━━━ EXERCISE INPUTS
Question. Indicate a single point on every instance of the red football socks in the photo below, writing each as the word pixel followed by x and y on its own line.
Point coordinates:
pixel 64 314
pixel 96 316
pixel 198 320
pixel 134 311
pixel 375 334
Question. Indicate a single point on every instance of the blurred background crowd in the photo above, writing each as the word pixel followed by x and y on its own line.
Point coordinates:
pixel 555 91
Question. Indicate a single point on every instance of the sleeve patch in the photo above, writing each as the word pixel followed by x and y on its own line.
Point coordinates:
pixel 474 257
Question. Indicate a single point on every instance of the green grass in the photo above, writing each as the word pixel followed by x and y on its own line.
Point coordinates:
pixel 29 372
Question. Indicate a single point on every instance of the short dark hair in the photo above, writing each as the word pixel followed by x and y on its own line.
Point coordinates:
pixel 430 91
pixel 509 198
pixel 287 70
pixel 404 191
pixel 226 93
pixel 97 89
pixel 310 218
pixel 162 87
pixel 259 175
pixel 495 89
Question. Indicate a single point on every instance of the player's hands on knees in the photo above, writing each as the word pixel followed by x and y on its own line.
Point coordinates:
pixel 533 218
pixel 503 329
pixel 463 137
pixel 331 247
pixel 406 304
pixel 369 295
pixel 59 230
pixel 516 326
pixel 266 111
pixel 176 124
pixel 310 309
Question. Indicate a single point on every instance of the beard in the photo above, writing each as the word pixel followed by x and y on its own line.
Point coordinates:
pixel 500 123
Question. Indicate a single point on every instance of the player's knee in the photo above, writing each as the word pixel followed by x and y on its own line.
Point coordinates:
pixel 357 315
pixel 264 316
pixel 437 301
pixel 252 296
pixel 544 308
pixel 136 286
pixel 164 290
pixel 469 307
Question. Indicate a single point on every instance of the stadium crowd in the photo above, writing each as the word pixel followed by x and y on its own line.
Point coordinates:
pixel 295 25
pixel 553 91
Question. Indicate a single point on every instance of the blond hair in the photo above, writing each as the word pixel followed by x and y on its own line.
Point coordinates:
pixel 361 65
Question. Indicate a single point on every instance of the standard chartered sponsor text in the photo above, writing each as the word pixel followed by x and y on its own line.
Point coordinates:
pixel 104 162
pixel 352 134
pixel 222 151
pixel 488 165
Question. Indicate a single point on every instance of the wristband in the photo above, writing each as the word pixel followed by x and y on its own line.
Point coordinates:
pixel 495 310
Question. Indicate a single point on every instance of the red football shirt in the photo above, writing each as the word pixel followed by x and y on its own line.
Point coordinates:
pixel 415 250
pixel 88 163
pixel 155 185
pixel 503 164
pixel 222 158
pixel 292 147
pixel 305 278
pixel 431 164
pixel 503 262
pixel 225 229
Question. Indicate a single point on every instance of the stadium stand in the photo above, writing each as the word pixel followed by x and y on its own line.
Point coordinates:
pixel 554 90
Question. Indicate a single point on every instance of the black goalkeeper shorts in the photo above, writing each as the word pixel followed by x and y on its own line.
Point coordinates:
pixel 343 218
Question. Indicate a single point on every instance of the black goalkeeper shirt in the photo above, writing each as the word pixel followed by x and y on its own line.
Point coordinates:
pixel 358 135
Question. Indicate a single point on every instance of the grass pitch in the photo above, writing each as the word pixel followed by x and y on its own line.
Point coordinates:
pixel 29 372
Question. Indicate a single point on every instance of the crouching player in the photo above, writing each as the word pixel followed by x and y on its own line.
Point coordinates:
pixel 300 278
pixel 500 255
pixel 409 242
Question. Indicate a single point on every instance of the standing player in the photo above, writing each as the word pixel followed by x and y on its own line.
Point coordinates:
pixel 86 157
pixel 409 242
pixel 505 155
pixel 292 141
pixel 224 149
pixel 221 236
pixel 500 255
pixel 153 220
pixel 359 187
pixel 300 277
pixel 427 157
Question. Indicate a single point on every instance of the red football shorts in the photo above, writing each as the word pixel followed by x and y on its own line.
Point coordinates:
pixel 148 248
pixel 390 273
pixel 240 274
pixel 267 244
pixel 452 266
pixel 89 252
━━━━━━
(TASK INSTRUCTIONS):
Write out all of the entries above, reproducing every line word for word and in the original order.

(EXERCISE RESPONSE):
Question. Indicate a single point on every instance of the red football socks in the photo below, writing each as the word pixel followed by x and y on its own line.
Point coordinates:
pixel 64 314
pixel 96 316
pixel 198 320
pixel 134 311
pixel 375 334
Question. Indicate a single point on every instance of the blurred background crowd in the photo above, writing each as the word pixel followed by x and y on its own line.
Point coordinates:
pixel 555 91
Question. Indicate a single point on every instance of the sleeve patch in the photo above, writing each as the word pixel followed by x and y on its own line.
Point coordinates:
pixel 474 257
Question. Indicate a single point on every instance of the green grass in the photo above, writing each as the word pixel followed by x and y on its own line.
Point coordinates:
pixel 29 372
Question. Indicate a single point on every instance of the short dark hair in the photo above, writing each as the word pixel followed by x and y on its own line.
Point coordinates:
pixel 430 91
pixel 509 198
pixel 287 70
pixel 404 191
pixel 226 93
pixel 97 89
pixel 310 218
pixel 162 87
pixel 259 175
pixel 495 89
Question. Indicate a single point on every instance of the player's hands on knees in the photo above, writing each as the word pixel followed by x and y on its own line.
Point coordinates:
pixel 533 218
pixel 503 329
pixel 463 137
pixel 331 247
pixel 406 304
pixel 369 295
pixel 59 230
pixel 516 326
pixel 266 111
pixel 176 124
pixel 310 309
Question. Indicate a single point on every instance of the beard in the photo above, writing each as the word pixel followed by x and y on its own line.
Point coordinates:
pixel 500 123
Question. Indicate a single point on every instance of the player's knee in the photo above, writing each as the word pixel followed by x and y on its own line.
Point coordinates:
pixel 357 315
pixel 264 316
pixel 437 301
pixel 252 296
pixel 544 308
pixel 136 286
pixel 164 290
pixel 469 307
Question. Indicate a single point on every instance of the stadium crowd in the photo above, writing each as the word pixel followed by x and y on its own line.
Point coordinates:
pixel 295 25
pixel 553 91
Question. Indicate a single point on every instance of the blond hair in the photo above, writing each as the word pixel followed by x and y on its own line.
Point coordinates:
pixel 361 65
Question. Indicate a single point on every instance of the standard chartered sponsor text in the photo above, writing each as the word pixel followed by x and y on its own line.
Point coordinates:
pixel 104 162
pixel 352 134
pixel 222 151
pixel 488 165
Question. Indicate a single point on every instance of the wristband in the photo above, writing each as the word pixel followed by x and y on its own line.
Point coordinates:
pixel 495 310
Question. Indicate a single point on every instance of the red football shirt in the photo above, writing each as the word pixel followed by x and y on its own line.
Point coordinates:
pixel 415 250
pixel 88 163
pixel 155 185
pixel 503 164
pixel 222 158
pixel 292 147
pixel 305 278
pixel 431 164
pixel 503 262
pixel 225 229
Question. Indicate a single point on every instance of the stadium stand in the photo above, writing each as the word pixel followed by x and y on its own line.
Point coordinates:
pixel 554 90
Question. Indicate a single point on every instance of the black goalkeeper shorts in the photo above, writing each as the word pixel followed by x and y on its own line.
Point coordinates:
pixel 343 218
Question. Indicate a single point on every instance of the black goalkeeper shirt in the photo above, writing each as the word pixel followed by x and y on its own line.
Point coordinates:
pixel 358 135
Question. Indicate a single point on every instance of the grass pitch in the photo above, writing each as the word pixel followed by x and y on its own line.
Point coordinates:
pixel 29 372
Question. Indicate a single point on every instance of the crouching player in the photo above, writing each as the word pixel followed by x and y on its own line.
Point coordinates:
pixel 300 278
pixel 500 255
pixel 409 242
Question. Indicate a single point on every instance of the standing player in the photo above, writing each as the word pixel followed by x and y on its own line.
Point coordinates:
pixel 86 157
pixel 409 242
pixel 505 155
pixel 292 141
pixel 224 149
pixel 221 236
pixel 500 255
pixel 153 220
pixel 359 187
pixel 300 277
pixel 427 157
Question. Indicate a single point on every instance of the red football shorts in the photo above, writing each as the word pixel followed by x and y on its own line.
Point coordinates:
pixel 148 248
pixel 390 273
pixel 240 274
pixel 267 244
pixel 452 266
pixel 89 252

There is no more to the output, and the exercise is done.